> _EXERCISE_
Copy the material below verbatim, from the line containing "Place a dot on every instance of the attached" through the final line of the material, including both ends.

> _RECORDS_
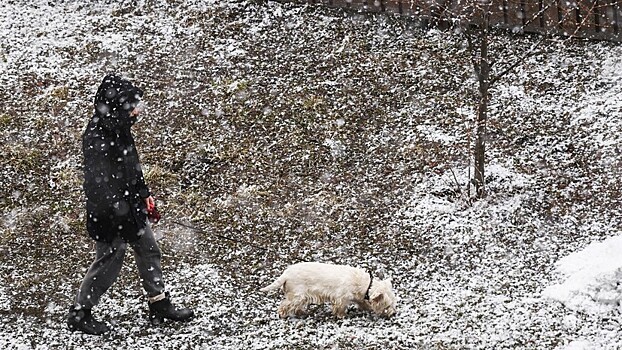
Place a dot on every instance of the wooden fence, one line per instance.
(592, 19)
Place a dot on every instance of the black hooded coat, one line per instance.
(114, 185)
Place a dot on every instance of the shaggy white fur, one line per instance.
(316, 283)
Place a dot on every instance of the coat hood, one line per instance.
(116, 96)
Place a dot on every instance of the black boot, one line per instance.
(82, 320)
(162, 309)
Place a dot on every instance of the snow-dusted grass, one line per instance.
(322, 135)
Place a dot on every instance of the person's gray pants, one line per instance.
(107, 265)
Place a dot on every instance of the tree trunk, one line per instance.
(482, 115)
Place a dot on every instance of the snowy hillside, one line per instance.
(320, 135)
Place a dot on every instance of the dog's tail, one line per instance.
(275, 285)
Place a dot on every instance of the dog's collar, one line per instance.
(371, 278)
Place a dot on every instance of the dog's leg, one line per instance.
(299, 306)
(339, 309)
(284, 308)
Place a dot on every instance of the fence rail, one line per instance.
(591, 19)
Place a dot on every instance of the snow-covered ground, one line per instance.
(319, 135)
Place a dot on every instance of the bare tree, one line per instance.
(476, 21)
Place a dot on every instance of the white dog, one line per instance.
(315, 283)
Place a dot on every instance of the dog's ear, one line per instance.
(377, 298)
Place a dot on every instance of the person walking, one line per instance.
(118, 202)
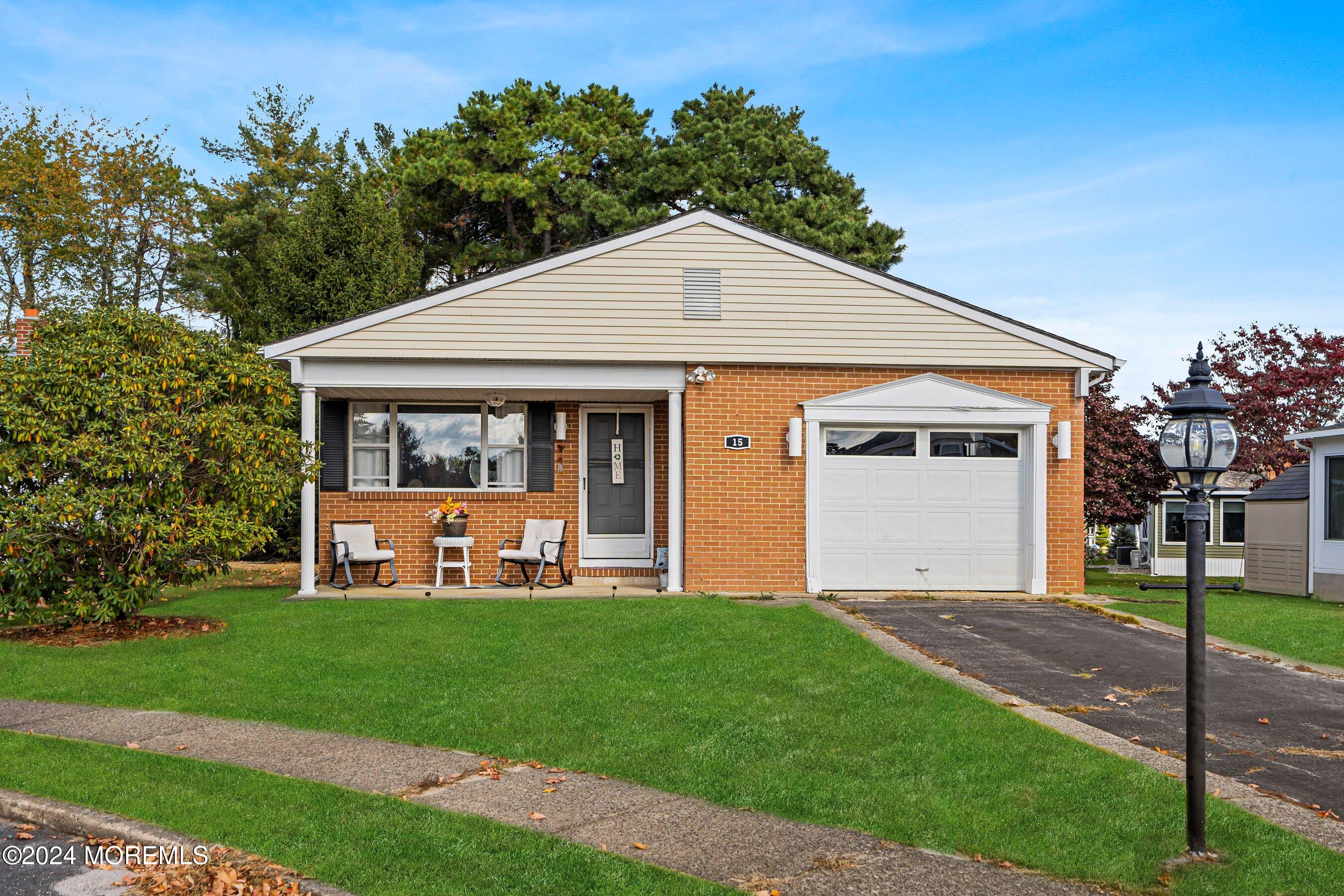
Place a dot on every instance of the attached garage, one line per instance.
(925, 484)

> _CORRECT ANSWER_
Place a dot on every instance of the attached garage, one line per instance.
(925, 484)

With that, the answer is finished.